> _SOURCE EXTRACT_
# # # # # # #

In [1]:
# from pyspark.sql import SparkSession

# spark = (
#     SparkSession.builder
#     .appName("edgar-aig-sec10")
#     .master("local[*]")
#     # more headroom on the driver for local processing
#     .config("spark.driver.memory", "8g")
#     .config("spark.executor.memory", "4g")
#     .config("spark.serializer", "org.apache.spark.serializer.KryoSerializer")
#     .config("spark.kryoserializer.buffer", "64m")
#     .config("spark.kryoserializer.buffer.max", "512m")
#     .config("spark.sql.shuffle.partitions", "64")  # avoid tiny default=200 on a laptop
#     .getOrCreate()
# )

In [2]:
from datasets import load_dataset
from pyspark.sql import Row

# Stream the dataset to avoid loading everything in memory
ds = load_dataset("eloukas/edgar-corpus", "year_1997", split="train")

  from .autonotebook import tqdm as notebook_tqdm


In [3]:
# CIK = "718413"
# OUT_DIR = "/tmp/edgar_aig_sec10_parquet"  # change if needed

In [4]:
# Convert to Pandas DataFrame
df = ds.to_pandas()
df.head(2)

# # # # # # #

(Records from a data source)
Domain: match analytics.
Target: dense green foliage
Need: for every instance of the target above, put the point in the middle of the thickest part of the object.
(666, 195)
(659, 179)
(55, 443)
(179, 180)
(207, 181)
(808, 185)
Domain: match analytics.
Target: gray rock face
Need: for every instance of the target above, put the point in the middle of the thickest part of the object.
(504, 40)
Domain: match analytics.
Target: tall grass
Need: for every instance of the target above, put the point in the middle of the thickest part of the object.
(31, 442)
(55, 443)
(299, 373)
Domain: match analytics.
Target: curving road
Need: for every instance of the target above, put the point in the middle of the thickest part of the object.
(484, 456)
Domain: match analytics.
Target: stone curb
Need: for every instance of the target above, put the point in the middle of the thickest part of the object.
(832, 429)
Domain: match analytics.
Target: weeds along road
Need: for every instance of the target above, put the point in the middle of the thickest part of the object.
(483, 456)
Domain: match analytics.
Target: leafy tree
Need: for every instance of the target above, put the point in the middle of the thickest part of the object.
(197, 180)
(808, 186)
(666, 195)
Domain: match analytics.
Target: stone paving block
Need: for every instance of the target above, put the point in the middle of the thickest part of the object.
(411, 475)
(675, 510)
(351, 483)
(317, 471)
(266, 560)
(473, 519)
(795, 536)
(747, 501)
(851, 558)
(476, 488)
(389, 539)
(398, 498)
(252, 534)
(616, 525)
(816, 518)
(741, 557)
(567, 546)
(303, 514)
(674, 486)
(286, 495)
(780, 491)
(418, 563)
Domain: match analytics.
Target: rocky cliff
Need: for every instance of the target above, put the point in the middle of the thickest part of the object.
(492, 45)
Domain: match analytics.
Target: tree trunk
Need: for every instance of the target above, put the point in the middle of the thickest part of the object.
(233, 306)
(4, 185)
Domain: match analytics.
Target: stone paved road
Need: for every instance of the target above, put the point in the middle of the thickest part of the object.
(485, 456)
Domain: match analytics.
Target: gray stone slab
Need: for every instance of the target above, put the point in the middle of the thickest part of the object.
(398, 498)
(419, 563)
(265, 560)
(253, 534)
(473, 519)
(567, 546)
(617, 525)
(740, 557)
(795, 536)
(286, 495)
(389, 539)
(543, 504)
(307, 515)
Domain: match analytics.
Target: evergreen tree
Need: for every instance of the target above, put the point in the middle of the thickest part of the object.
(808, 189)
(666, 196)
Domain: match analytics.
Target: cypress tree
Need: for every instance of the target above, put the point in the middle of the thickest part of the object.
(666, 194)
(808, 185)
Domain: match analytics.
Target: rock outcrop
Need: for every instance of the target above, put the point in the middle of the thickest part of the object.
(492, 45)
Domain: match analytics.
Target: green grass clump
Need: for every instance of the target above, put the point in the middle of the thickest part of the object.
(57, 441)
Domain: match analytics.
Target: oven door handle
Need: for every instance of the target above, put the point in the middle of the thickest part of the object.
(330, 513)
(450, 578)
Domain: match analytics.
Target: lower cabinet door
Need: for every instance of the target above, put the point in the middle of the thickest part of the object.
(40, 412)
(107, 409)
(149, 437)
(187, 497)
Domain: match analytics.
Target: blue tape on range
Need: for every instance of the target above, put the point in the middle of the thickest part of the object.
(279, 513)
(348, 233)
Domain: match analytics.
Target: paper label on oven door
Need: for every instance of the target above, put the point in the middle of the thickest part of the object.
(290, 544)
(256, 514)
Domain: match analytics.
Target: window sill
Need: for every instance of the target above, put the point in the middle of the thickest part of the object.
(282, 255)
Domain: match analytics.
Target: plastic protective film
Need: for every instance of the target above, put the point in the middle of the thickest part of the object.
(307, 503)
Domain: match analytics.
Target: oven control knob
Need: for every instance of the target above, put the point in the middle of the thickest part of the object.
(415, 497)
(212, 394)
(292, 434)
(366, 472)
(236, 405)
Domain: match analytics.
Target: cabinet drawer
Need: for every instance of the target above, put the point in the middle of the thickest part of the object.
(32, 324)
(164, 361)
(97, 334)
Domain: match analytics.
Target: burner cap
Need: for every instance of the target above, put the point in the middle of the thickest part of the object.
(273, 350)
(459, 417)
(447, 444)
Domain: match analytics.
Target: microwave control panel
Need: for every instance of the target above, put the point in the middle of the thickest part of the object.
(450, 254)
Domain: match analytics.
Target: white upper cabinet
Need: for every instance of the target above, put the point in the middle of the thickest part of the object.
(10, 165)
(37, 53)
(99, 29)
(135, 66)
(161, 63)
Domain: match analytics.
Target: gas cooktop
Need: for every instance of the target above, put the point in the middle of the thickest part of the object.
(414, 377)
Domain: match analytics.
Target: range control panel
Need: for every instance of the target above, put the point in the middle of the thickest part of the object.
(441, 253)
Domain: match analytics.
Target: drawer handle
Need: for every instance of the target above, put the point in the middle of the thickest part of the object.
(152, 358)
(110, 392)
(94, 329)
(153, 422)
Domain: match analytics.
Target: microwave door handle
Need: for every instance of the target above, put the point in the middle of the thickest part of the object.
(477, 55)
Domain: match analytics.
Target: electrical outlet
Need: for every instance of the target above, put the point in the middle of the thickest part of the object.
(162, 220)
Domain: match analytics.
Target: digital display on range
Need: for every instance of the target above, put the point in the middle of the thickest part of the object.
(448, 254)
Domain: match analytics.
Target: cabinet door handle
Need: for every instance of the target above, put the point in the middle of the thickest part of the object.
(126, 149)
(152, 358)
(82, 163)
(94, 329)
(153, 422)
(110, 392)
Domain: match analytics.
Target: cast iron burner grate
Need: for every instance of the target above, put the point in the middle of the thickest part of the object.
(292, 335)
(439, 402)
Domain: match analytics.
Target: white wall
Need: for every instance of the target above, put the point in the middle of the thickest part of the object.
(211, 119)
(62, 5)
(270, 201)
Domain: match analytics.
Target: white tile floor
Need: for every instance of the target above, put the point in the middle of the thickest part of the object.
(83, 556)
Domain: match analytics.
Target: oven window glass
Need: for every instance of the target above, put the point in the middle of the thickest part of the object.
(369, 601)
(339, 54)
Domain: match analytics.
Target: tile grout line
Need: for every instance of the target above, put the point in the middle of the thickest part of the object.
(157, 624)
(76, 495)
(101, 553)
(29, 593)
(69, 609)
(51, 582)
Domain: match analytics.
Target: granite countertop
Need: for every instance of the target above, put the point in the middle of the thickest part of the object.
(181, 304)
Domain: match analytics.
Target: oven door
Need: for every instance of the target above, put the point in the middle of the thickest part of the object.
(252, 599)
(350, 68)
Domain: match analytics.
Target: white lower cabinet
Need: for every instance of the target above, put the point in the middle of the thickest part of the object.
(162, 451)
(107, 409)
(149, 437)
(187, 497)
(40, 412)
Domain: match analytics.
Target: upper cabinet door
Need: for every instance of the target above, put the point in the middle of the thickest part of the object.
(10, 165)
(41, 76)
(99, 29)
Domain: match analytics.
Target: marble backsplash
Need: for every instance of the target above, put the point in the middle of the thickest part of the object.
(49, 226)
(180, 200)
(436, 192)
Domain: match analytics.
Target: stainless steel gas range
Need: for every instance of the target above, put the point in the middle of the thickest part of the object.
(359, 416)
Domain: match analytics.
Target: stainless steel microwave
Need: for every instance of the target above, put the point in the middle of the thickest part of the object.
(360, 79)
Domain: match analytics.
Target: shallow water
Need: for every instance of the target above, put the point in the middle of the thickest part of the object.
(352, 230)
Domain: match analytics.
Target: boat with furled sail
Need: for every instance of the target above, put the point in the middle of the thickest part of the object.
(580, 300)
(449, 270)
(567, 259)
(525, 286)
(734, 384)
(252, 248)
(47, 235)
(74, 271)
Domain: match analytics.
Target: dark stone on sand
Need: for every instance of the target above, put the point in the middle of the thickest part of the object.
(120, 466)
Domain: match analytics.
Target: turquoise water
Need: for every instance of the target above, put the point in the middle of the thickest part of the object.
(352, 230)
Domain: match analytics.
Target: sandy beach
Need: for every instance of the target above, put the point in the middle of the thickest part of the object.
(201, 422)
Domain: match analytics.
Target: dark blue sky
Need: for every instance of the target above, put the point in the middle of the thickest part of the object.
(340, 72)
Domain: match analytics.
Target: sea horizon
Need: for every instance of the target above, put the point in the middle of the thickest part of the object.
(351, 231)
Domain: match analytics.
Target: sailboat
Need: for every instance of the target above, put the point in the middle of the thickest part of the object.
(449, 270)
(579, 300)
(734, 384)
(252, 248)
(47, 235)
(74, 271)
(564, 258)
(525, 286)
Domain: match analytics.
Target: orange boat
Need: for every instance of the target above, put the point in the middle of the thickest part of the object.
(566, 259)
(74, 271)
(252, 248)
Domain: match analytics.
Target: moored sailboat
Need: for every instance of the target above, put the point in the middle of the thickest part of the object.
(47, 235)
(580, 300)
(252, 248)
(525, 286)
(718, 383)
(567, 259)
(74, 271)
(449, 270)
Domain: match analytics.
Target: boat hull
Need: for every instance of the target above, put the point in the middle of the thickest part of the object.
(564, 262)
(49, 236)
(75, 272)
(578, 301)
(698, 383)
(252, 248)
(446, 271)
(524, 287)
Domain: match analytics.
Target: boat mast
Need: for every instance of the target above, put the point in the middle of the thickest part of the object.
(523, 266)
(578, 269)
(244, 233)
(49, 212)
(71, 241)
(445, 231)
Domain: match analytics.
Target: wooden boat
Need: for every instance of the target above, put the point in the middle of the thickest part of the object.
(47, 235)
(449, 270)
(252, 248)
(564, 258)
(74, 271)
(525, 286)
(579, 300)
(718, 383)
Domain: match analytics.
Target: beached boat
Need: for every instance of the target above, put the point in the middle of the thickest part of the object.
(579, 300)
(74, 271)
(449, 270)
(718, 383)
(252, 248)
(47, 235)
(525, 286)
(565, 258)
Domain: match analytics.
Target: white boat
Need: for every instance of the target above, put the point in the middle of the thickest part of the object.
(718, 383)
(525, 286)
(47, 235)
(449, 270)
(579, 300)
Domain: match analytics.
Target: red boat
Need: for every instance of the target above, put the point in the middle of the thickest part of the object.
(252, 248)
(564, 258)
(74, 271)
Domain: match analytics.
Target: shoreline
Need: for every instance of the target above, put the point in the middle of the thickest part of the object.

# # # # # # #

> _ACTIONS TO TAKE_
1. Repeat the part of the notebook listing starting with "# Stream the" and going on through "df = ds.to_pandas()".
2. Render this comment from the notebook listing in Spanish: "Stream the dataset to avoid loading everything in memory".
Work from the notebook listing alone.

> _RESPONSES_
1.
# Stream the dataset to avoid loading everything in memory
ds = load_dataset("eloukas/edgar-corpus", "year_1997", split="train")

  from .autonotebook import tqdm as notebook_tqdm


In [3]:
# CIK = "718413"
# OUT_DIR = "/tmp/edgar_aig_sec10_parquet"  # change if needed

In [4]:
# Convert to Pandas DataFrame
df = ds.to_pandas()

2. Transmite el conjunto de datos por secuencias para evitar cargar todo en memoria.